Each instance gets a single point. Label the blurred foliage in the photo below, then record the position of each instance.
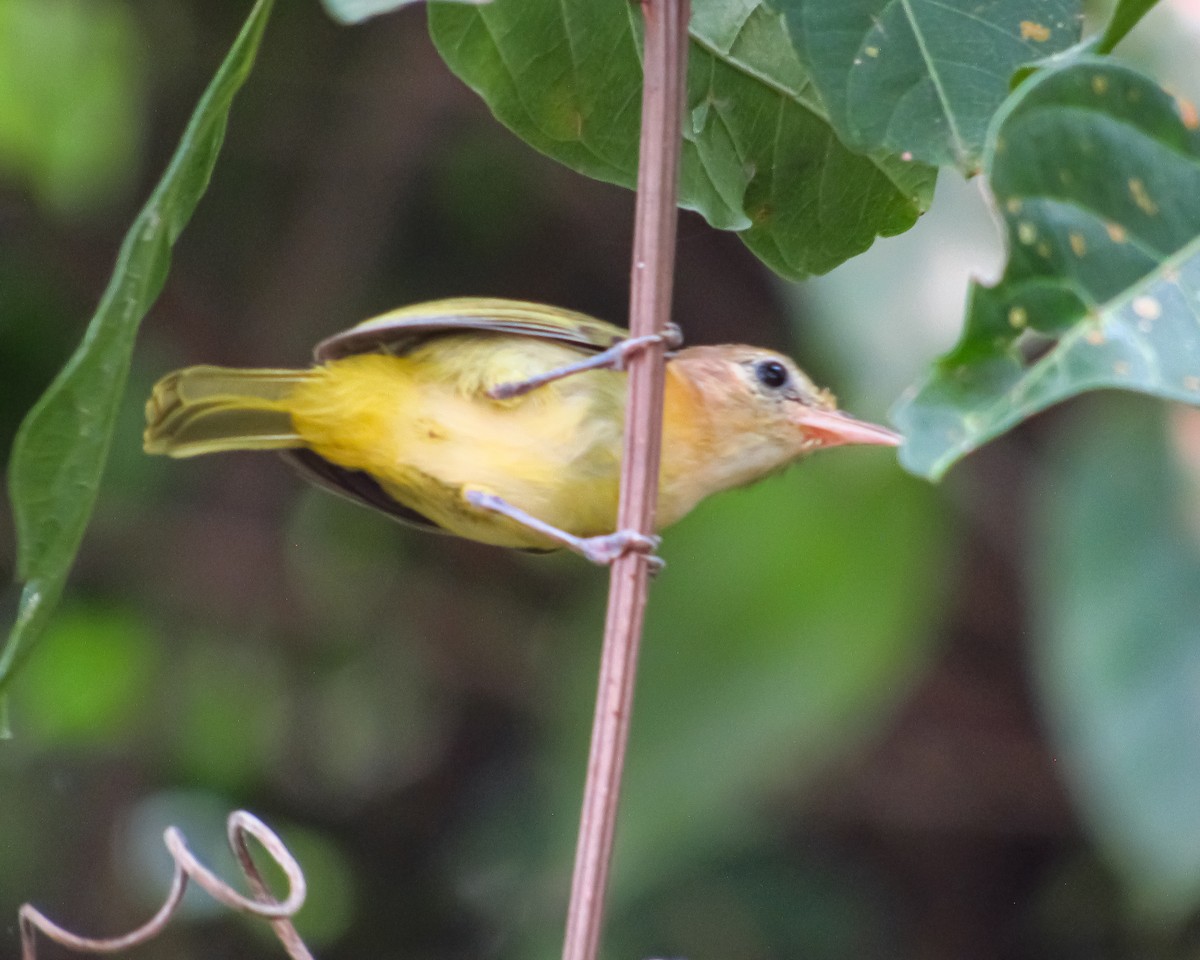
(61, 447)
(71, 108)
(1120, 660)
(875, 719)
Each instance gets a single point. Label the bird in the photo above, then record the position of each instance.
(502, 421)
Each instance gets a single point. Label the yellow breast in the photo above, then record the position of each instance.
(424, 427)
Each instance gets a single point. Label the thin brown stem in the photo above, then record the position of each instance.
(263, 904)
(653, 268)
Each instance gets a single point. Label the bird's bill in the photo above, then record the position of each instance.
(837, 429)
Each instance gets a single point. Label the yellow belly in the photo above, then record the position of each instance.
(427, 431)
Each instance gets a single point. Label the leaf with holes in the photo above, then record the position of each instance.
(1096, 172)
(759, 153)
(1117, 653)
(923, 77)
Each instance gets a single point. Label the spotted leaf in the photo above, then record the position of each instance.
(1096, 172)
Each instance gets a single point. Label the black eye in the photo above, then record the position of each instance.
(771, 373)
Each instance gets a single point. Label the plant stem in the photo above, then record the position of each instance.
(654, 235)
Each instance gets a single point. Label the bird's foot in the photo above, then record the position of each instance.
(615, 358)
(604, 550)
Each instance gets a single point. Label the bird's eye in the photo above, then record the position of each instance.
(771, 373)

- _Required task_
Update all of the records above by replacing "record the position" with "mark the location" and leaving everything else as it is. Do not include the pictures in your answer.

- _Written answer_
Each instance gets a single point. Label the blurred foliage in the photo below, then mark the location of each instance.
(61, 447)
(71, 108)
(1120, 660)
(875, 719)
Each instance gets a single point. Label the bird in the photo above, then mark the location of each instance.
(502, 421)
Each instance gets a single point. Label the yellow breast in the photo above, then mark the location of each instance.
(424, 427)
Each instance gets a single point. Label the thin brown stem in the photo above, then mark the location of each instance.
(263, 904)
(653, 268)
Each instance gets a single point. Label the bird's bill in the photo above, then mark the location of each instance.
(837, 429)
Each instance gets a single point. Label the yellow belly in the photo above, then mark the location of each instance.
(427, 431)
Each instance gets a single point. Label the leaf with holes in the photo above, then mark the location of each instance.
(1096, 172)
(759, 153)
(1117, 653)
(923, 77)
Each instance gets a single point. Label the spotted leaf in the photo above, then mark the location of each instance.
(1096, 172)
Each instance gets a single point. Label the black eye in the photo above, then mark the location of each instance.
(771, 373)
Each instance gets a single point. Label the plant stem in the photo above, then mark the location of each instance.
(654, 235)
Each instance gets a single point. Label the bird's foot in the photo above, then mark the location of each instance.
(615, 358)
(604, 550)
Each instance gets a single point. Label the bird's eye in the photo above, then mark the location of each instance.
(771, 373)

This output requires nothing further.